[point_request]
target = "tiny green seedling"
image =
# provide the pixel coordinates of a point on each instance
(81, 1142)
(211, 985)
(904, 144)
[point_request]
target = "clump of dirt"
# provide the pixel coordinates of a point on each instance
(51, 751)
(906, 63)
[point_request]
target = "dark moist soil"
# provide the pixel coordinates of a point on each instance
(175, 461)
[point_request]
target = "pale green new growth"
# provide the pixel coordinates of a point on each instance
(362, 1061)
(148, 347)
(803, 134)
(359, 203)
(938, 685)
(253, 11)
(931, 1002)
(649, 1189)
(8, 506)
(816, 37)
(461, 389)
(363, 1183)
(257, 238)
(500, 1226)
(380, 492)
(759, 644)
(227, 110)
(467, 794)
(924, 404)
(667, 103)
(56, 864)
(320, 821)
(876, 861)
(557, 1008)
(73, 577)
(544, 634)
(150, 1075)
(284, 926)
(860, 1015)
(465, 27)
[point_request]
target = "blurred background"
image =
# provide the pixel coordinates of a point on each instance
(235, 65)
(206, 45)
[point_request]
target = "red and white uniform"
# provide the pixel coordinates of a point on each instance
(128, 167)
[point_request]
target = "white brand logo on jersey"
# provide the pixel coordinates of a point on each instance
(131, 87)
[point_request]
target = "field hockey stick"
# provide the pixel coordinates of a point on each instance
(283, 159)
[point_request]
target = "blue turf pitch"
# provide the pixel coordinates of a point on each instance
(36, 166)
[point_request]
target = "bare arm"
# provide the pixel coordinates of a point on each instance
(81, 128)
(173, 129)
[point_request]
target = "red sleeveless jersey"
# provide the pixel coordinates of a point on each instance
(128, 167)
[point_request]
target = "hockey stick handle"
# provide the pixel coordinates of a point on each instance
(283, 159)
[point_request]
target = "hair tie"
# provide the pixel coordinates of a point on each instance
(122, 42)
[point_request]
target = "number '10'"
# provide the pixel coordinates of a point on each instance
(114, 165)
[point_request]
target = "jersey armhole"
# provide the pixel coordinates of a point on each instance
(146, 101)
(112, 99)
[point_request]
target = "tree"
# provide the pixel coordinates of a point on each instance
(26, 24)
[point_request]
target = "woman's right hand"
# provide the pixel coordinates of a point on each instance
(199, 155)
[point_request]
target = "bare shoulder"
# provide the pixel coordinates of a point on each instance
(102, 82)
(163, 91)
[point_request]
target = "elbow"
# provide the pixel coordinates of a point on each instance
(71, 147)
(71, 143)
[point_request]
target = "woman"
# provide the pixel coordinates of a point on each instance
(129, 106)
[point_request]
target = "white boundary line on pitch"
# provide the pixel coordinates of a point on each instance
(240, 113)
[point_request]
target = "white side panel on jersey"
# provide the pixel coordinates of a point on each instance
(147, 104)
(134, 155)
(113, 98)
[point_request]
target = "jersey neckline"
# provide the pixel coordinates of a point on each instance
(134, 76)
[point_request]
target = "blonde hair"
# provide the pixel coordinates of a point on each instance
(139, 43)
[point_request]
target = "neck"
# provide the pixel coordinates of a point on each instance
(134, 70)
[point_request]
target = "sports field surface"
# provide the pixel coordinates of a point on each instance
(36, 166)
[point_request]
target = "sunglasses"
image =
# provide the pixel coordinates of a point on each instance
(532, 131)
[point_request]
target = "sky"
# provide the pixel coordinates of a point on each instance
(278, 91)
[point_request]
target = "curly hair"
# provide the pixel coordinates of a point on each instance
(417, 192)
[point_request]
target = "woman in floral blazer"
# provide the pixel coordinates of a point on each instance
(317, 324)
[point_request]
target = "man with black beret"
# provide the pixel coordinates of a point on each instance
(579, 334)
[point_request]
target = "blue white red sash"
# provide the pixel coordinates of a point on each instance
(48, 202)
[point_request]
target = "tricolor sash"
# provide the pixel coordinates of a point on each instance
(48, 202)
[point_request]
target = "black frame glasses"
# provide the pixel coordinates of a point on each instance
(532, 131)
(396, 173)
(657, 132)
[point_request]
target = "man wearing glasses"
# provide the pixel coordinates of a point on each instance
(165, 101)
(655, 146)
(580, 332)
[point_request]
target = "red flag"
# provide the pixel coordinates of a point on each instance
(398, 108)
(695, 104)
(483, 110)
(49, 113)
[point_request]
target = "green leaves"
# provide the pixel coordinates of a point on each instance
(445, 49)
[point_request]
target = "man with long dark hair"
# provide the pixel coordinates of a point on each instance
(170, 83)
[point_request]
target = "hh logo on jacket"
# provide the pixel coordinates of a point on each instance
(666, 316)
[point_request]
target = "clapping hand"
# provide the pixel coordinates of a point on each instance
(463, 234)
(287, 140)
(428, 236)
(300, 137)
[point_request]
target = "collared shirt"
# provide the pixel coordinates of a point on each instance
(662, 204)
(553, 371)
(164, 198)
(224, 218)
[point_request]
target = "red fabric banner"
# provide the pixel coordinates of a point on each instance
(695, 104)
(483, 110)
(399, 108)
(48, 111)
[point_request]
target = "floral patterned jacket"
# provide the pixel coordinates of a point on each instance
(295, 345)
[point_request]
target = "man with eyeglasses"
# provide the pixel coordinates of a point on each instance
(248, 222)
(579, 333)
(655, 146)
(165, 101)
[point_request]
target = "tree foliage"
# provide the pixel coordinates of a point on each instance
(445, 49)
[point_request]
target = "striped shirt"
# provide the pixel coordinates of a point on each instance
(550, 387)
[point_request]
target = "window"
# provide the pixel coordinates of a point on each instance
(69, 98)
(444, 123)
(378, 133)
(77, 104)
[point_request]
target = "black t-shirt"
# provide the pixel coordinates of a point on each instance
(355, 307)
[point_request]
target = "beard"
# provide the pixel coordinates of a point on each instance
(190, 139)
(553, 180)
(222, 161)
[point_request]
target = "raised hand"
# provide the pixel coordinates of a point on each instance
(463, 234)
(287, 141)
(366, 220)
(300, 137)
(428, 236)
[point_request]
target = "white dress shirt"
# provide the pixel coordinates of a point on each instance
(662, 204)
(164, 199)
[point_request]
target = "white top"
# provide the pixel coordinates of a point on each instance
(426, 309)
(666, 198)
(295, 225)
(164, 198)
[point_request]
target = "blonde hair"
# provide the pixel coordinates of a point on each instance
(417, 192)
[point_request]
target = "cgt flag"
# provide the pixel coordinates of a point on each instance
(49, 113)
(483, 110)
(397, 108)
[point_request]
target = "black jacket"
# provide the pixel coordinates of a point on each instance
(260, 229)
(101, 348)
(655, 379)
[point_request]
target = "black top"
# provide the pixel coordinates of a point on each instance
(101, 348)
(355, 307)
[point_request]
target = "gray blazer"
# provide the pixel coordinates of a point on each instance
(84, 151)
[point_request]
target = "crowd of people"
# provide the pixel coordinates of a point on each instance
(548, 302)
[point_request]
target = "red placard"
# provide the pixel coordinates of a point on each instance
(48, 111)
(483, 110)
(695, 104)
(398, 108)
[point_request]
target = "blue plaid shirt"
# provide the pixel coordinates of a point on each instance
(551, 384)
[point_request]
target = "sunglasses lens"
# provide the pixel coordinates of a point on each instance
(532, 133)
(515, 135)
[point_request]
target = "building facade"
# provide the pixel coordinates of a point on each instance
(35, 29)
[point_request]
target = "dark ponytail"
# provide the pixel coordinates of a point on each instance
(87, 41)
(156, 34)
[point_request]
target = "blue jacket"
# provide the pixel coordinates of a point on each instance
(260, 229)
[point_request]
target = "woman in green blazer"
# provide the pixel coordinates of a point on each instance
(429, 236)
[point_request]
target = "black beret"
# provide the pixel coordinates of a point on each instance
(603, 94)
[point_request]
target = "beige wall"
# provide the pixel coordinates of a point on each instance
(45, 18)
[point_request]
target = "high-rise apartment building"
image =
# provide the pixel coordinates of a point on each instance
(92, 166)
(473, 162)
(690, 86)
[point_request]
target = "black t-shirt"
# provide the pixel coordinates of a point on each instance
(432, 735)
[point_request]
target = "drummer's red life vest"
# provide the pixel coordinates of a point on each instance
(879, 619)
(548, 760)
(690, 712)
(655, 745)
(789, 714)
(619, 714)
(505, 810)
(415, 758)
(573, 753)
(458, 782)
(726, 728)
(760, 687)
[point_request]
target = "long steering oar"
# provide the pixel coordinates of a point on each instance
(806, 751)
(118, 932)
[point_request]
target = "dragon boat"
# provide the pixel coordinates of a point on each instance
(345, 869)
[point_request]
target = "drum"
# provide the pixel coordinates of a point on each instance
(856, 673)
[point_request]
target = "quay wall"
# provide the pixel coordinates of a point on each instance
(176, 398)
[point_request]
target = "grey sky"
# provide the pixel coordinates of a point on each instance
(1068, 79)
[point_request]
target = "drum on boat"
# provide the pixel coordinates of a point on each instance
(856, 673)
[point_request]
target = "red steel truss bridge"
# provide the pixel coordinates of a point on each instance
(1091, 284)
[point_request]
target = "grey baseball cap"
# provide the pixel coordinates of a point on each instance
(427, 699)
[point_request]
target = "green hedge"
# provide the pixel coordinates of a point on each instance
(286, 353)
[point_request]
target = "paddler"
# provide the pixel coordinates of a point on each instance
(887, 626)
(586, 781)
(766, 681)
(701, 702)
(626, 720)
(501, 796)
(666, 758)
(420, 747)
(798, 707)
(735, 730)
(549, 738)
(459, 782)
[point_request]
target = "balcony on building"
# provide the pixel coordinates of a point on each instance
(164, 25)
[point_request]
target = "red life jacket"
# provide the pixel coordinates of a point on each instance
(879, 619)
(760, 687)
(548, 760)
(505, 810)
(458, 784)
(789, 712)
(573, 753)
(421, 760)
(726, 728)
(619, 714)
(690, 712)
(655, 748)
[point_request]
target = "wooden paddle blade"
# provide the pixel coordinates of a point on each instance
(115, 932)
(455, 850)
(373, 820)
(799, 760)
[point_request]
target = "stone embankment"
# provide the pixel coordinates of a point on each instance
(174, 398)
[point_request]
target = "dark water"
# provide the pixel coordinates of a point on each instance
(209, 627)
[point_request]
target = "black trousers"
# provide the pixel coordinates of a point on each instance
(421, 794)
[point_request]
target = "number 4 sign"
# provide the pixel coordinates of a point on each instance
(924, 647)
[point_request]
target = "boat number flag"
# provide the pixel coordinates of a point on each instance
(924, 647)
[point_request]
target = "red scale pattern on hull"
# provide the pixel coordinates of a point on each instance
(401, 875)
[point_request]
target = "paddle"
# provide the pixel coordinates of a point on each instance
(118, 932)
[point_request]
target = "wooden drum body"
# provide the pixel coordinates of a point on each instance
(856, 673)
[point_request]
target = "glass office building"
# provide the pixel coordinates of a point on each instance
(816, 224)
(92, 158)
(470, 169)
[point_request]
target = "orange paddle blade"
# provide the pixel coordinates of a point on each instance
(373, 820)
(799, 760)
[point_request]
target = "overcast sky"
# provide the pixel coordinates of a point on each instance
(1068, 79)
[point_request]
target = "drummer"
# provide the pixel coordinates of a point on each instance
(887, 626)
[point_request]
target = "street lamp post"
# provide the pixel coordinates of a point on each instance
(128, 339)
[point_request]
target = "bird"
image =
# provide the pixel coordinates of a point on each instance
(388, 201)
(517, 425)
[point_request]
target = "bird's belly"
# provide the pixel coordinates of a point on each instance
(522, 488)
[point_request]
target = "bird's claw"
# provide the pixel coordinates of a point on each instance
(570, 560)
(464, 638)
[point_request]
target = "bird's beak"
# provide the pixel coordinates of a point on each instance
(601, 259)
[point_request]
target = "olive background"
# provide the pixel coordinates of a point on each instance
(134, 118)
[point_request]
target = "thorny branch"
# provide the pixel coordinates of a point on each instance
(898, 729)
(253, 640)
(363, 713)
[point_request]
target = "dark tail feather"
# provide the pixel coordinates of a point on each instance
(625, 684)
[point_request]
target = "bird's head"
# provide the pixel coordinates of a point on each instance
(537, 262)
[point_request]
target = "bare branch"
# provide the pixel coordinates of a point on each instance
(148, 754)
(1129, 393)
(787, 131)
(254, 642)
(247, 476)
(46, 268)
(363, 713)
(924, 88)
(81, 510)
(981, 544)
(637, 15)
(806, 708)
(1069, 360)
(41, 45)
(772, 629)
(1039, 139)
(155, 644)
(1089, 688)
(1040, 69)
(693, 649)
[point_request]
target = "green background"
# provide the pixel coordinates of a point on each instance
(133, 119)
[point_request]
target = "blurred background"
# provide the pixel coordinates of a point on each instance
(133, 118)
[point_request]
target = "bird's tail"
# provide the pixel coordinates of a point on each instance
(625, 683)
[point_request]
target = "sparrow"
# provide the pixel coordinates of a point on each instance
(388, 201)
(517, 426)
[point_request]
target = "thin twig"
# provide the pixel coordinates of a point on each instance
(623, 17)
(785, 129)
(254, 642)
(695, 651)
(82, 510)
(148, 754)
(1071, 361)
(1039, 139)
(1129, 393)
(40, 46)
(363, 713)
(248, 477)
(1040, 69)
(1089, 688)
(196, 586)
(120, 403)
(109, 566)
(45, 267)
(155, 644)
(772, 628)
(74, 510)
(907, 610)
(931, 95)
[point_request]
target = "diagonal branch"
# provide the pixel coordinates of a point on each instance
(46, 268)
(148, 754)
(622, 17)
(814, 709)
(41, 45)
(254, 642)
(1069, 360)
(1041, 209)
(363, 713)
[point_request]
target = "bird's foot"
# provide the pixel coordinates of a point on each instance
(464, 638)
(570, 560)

● The task: Extract every line of the items above that contains the string "floral". Treat the match as case-sensitive.

● Answer to this task:
target = "woman in floral blazer"
target = "floral patterned jacket"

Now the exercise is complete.